---- Entries shown

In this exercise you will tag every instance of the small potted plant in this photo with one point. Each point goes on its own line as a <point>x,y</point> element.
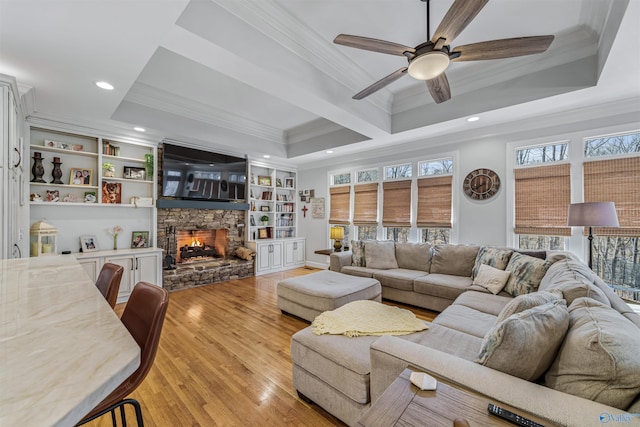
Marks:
<point>108,170</point>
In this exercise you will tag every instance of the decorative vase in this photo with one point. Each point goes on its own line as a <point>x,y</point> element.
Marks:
<point>38,169</point>
<point>56,173</point>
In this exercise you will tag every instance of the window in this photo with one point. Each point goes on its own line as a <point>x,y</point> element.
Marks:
<point>369,175</point>
<point>367,232</point>
<point>435,167</point>
<point>340,179</point>
<point>399,171</point>
<point>398,234</point>
<point>542,154</point>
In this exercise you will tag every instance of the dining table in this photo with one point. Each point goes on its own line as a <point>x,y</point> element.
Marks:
<point>62,347</point>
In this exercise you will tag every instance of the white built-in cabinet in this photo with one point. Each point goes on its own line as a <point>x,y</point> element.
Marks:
<point>273,219</point>
<point>139,265</point>
<point>13,207</point>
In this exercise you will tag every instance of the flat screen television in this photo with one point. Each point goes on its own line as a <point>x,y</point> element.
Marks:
<point>188,173</point>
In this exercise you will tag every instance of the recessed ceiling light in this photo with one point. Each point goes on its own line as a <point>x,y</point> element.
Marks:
<point>104,85</point>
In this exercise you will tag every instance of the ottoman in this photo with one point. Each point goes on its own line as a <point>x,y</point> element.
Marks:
<point>307,296</point>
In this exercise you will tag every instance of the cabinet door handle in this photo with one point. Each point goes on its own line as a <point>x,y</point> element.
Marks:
<point>19,157</point>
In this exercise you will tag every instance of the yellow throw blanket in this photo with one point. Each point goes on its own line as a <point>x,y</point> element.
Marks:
<point>367,318</point>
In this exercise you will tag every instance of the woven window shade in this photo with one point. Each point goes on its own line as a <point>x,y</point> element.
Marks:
<point>543,195</point>
<point>365,204</point>
<point>616,181</point>
<point>396,210</point>
<point>434,202</point>
<point>340,211</point>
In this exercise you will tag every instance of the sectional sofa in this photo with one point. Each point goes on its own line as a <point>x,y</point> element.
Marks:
<point>540,333</point>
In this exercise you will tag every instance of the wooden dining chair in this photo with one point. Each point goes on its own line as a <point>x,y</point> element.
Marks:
<point>143,316</point>
<point>108,282</point>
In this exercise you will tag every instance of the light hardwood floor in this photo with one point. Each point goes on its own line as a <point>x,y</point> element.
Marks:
<point>223,360</point>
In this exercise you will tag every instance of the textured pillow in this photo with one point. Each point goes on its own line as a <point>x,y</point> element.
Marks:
<point>380,255</point>
<point>357,253</point>
<point>527,272</point>
<point>456,260</point>
<point>495,257</point>
<point>526,301</point>
<point>600,357</point>
<point>413,256</point>
<point>525,344</point>
<point>491,278</point>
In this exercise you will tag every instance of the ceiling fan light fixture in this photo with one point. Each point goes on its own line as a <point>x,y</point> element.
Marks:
<point>429,65</point>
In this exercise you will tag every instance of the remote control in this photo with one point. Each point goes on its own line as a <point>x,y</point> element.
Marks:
<point>511,417</point>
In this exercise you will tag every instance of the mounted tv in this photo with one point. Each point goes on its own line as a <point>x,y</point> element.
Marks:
<point>188,173</point>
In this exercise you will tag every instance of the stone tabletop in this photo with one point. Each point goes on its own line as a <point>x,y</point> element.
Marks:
<point>62,348</point>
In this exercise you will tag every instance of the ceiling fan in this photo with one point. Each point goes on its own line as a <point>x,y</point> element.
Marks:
<point>429,60</point>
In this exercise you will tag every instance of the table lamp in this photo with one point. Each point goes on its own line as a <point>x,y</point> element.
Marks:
<point>337,233</point>
<point>593,214</point>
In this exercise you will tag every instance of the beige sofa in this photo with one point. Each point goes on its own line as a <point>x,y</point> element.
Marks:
<point>568,348</point>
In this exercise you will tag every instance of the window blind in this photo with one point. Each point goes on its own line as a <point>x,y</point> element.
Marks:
<point>617,181</point>
<point>365,204</point>
<point>396,210</point>
<point>339,199</point>
<point>434,202</point>
<point>543,195</point>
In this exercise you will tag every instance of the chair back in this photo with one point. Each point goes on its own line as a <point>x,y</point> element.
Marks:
<point>108,282</point>
<point>143,317</point>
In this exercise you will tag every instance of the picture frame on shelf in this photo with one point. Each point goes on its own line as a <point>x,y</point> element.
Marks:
<point>133,172</point>
<point>139,239</point>
<point>264,180</point>
<point>88,243</point>
<point>80,176</point>
<point>289,182</point>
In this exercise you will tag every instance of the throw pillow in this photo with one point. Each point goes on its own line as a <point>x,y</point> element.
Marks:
<point>380,255</point>
<point>525,344</point>
<point>357,253</point>
<point>526,274</point>
<point>600,357</point>
<point>495,257</point>
<point>491,278</point>
<point>413,256</point>
<point>527,301</point>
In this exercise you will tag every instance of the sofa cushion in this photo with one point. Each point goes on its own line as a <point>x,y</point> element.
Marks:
<point>495,257</point>
<point>600,357</point>
<point>357,253</point>
<point>526,274</point>
<point>441,285</point>
<point>525,344</point>
<point>381,255</point>
<point>398,278</point>
<point>413,256</point>
<point>492,279</point>
<point>457,260</point>
<point>527,301</point>
<point>574,279</point>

--------

### Assigned task
Only the pictures are to be left out; write out all the other data exactly.

### Response to the task
In this exercise you will tag every instance of the small potted plant in this photo with one point. Each point goes on its own line as a <point>x,y</point> element.
Marks:
<point>108,170</point>
In this exercise you will tag every instance of the decorative vase in this photo with one point. Each point goes on its own line as a <point>x,y</point> element.
Marks:
<point>38,169</point>
<point>56,173</point>
In this exercise you will tag every instance of the window in this photo with one point. Each point goes on its own line as a <point>x,y</point> element.
Marks:
<point>369,175</point>
<point>367,232</point>
<point>435,167</point>
<point>340,179</point>
<point>399,171</point>
<point>398,234</point>
<point>542,154</point>
In this exercise you will tag every instance of the dining table in this photo with one point. Each point goes on its own line as a <point>x,y</point> element.
Marks:
<point>62,347</point>
In this exercise you will tag every instance of the white built-in cabinet in this photo with one point. Each point goes on its own line as a <point>x,y</point> element.
Marks:
<point>273,219</point>
<point>139,265</point>
<point>13,207</point>
In this exercise you will tag every instance of the flat screen television in this photo with one point. Each point goes on its own line as a <point>x,y</point> element.
Marks:
<point>188,173</point>
In this exercise you will tag every instance of the recessed ceiling light in this photo with one point. Each point goes on its own line as a <point>x,y</point> element.
Marks:
<point>104,85</point>
In this exercise you will tag every instance of the ottoman in this photo with one point. Each point goes on its own line as a <point>x,y</point> element.
Marks:
<point>307,296</point>
In this exercise you will tag every instance of the cabinet door handle in this photo with one point. Each point goes on its own line as a <point>x,y</point> element.
Marks:
<point>19,157</point>
In this exercise you will tag every instance of the yellow throw blanket in this photo with one point. Each point goes on its own line as a <point>x,y</point> element.
Marks:
<point>367,318</point>
In this exercise you will tag every instance of the woven window shade in this photo with one point. Each point goes on its own line as a <point>x,y</point> element.
Marks:
<point>543,195</point>
<point>365,204</point>
<point>616,181</point>
<point>396,210</point>
<point>434,202</point>
<point>340,211</point>
In this exercise you will tag every instance of the sectional sofa in this photo with one point. Each point goes on its own line as a <point>x,y</point> element.
Marks:
<point>540,333</point>
In this exercise you will tag every instance of the wooden dining chair in this photo with one point. Each point goes on its own line as a <point>x,y</point> element.
Marks:
<point>143,316</point>
<point>108,282</point>
In this exercise you will tag every instance of the light hardwood floor in this photo with one point. Each point goes on its own line as a <point>x,y</point> element.
Marks:
<point>223,360</point>
In this exercise you will tag every instance of the textured pillow in this photo with one point. Each point goes on its own line as a <point>x,y</point> element.
Marks:
<point>380,255</point>
<point>357,253</point>
<point>527,272</point>
<point>456,260</point>
<point>495,257</point>
<point>526,301</point>
<point>600,357</point>
<point>413,256</point>
<point>525,344</point>
<point>491,278</point>
In this exercise you will tag every instance of the ceiling fan light fixture in this photo with one point. Each point goes on its own line as a <point>x,y</point> element.
Marks:
<point>429,65</point>
In this exercise you will tag every instance of the remote control in this photo with one point. Each point goes on its own line as a <point>x,y</point> element.
Marks:
<point>511,417</point>
In this exercise you will tag every instance of the mounted tv in this photo with one point. Each point goes on its own line as a <point>x,y</point> element.
Marks:
<point>188,173</point>
In this exercise you will tag every instance of the stone tabletop in this photo with one point. Each point goes on its own line as a <point>x,y</point> element.
Marks:
<point>62,348</point>
In this exercise you will tag every instance of the ceiling fan in this photo with one point. Each point goes on its own line as a <point>x,y</point> element.
Marks:
<point>429,60</point>
In this exercise you will tag every instance of the table lamp in this photo with one point. Each point goes on its own line as a <point>x,y</point> element.
Marks:
<point>337,233</point>
<point>593,214</point>
In this exercise you will tag every instance of the beige sofa in this photo with one point. Each point goes on its own line as a <point>x,y</point> element.
Marks:
<point>568,348</point>
In this exercise you will tag every instance of the window blind in this photo with one point. Each point goes on its own line as a <point>x,y</point> element.
Marks:
<point>617,181</point>
<point>365,204</point>
<point>396,210</point>
<point>339,199</point>
<point>434,202</point>
<point>543,195</point>
In this exercise you will tag every instance of the chair back in this photo with one point. Each point goes on its own line as a <point>x,y</point> element.
Marks:
<point>108,282</point>
<point>143,317</point>
In this exercise you will tag every instance of the picture frame on shelf in this photo with one point. Each point goes on its own line as a <point>x,y</point> element.
Marks:
<point>133,172</point>
<point>139,239</point>
<point>264,180</point>
<point>88,243</point>
<point>80,176</point>
<point>289,182</point>
In this exercise you will tag every instance of the throw pillow in this photo with one point. Each point goes on its own line as a <point>x,y</point> element.
Marks:
<point>380,255</point>
<point>525,344</point>
<point>357,253</point>
<point>526,274</point>
<point>600,357</point>
<point>495,257</point>
<point>491,278</point>
<point>413,256</point>
<point>527,301</point>
In this exercise you will tag every instance of the sofa cushion in this photo with one point. Each point goes on its own line as a <point>x,y</point> element.
Marks:
<point>495,257</point>
<point>600,357</point>
<point>357,253</point>
<point>526,274</point>
<point>441,285</point>
<point>525,344</point>
<point>381,255</point>
<point>398,278</point>
<point>413,256</point>
<point>492,279</point>
<point>457,260</point>
<point>527,301</point>
<point>574,279</point>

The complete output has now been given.